Change each "single pin" in the lines below to "single point" and give all the lines back with nothing else altered.

## start DATA ENTRIES

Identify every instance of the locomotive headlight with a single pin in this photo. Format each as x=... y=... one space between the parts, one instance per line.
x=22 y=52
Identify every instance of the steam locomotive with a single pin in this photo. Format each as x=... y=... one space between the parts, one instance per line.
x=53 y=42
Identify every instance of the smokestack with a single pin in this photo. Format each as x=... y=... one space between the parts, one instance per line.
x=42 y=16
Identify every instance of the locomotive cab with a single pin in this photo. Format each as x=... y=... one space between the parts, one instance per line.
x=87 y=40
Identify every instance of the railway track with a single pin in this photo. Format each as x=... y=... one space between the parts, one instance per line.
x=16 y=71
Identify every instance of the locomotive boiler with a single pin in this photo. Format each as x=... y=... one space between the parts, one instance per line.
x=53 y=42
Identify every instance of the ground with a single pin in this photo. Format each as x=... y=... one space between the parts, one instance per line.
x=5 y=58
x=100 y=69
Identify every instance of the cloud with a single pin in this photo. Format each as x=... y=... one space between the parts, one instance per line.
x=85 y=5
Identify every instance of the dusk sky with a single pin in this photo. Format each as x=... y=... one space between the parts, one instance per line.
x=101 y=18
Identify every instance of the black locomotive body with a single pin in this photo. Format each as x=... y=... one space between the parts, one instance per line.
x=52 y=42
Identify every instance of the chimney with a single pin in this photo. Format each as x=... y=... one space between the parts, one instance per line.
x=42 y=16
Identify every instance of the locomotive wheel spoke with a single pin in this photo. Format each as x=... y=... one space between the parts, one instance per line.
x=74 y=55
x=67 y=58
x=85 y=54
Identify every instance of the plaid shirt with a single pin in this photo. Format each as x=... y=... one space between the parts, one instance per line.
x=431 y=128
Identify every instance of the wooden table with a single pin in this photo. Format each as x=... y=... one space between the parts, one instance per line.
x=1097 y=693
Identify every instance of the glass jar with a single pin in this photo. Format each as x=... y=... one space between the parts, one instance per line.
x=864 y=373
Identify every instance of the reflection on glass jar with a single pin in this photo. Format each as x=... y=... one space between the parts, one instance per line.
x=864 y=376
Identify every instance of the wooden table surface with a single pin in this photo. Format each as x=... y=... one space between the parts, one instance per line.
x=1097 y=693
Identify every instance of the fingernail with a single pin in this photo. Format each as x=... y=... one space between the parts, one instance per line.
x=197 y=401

## end DATA ENTRIES

__TASK OUTPUT__:
Identify every instance of the locomotive headlight with a single point in this photo. Format each as x=... y=... one space between the parts, one instance per line.
x=22 y=52
Identify every instance of the steam locomotive with a single point in this photo. Format each as x=... y=... one space between the parts, one instance per line.
x=53 y=42
Identify every instance of the smokestack with a single point in this photo. Format each as x=... y=... one space between the parts, one instance per line.
x=42 y=16
Identify every instance of the locomotive cab with a single point in this photo. Format each as x=... y=... one space between the parts, one instance per line.
x=87 y=40
Identify every instance of the railway track with a single point in this photo. Format each as x=... y=... one space between the parts, one instance per line.
x=16 y=71
Identify every instance of the locomotive boiler with a single point in this photo. Format each as x=... y=... one space between the parts, one instance per line.
x=53 y=42
Identify every instance of the ground with a single point in this photo. Format each as x=... y=... one space between the parts, one instance per line.
x=5 y=58
x=100 y=69
Identify every instance of the cloud with a single point in this photo. Format each as x=... y=... one space between the parts, one instance per line.
x=85 y=5
Identify every instance of the dusk sky with a single point in this photo. Format each as x=... y=... one space between the parts, one instance per line.
x=101 y=18
Identify every instance of the black locomotive body with a single point in this photo. Format each as x=... y=... one space between the parts, one instance per line.
x=52 y=42
Identify every instance of the chimney with a single point in this photo. Format each as x=... y=... one space between the parts, one instance per line.
x=42 y=16
Identify every instance of the locomotive wheel spoke with a single point in this photo. Format each as x=... y=... one space between the parts, one instance per line.
x=74 y=55
x=67 y=58
x=85 y=54
Identify every instance of the plaid shirt with a single point in this photo. Format each as x=... y=... one space between the parts, one instance per line.
x=431 y=128
Identify every instance of the wooden table with a single point in this photo. Format each as x=... y=... one space between the parts, one instance per line.
x=1097 y=693
Identify every instance of the glass jar with a single point in this photo. Format each as x=... y=... one space between the parts, one instance per line.
x=864 y=373
Identify every instance of the reflection on glass jar with a single point in this photo. Format each as x=... y=... one space between the parts, one instance per line.
x=864 y=376
Identify every instance of the wooden table surface with a single point in this photo. Format each as x=... y=... one space between the parts, one instance per line.
x=1097 y=693
Identify every instance of the fingernail with a single point in this photo. Format each as x=... y=... one space between the parts, one instance per line.
x=197 y=401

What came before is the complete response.